■ **Recorded information**:
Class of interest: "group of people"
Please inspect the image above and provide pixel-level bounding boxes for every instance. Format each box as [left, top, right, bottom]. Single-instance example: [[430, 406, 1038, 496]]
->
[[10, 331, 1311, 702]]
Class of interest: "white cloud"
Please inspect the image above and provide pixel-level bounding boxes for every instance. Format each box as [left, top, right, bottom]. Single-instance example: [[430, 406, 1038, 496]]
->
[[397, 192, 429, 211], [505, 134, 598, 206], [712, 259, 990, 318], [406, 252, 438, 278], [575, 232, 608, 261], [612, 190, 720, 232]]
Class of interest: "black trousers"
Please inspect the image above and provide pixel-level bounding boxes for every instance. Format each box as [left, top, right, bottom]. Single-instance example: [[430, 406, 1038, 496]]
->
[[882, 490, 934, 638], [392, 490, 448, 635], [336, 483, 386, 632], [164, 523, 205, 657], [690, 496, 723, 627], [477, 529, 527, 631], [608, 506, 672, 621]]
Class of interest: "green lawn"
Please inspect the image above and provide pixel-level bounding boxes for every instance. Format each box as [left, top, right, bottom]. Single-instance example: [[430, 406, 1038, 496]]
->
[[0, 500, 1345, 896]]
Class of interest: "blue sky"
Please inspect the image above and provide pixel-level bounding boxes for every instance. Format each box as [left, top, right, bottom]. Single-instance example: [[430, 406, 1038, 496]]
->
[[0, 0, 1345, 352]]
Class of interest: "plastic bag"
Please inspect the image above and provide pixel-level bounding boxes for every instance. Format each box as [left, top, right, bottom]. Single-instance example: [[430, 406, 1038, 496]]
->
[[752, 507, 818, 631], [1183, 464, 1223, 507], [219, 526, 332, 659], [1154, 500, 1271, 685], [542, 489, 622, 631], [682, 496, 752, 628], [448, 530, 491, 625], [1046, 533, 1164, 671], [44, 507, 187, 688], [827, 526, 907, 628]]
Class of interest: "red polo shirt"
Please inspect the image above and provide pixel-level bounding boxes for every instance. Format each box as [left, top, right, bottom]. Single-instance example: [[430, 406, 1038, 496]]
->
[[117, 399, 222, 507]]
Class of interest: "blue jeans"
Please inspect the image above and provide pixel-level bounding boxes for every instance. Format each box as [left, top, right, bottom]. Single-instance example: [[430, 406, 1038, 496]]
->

■ **Aim**:
Pick out every line of the material above that contains the word "Class" and copy each of those lines in full.

■ **Finished exercise**:
Class of interest: "group of people"
Class of interest: "white cloud"
Class of interest: "black trousers"
Class of interest: "green lawn"
Class of interest: "blue sky"
Class of interest: "plastic bag"
Class of interest: "red polo shirt"
Class of interest: "blue jeans"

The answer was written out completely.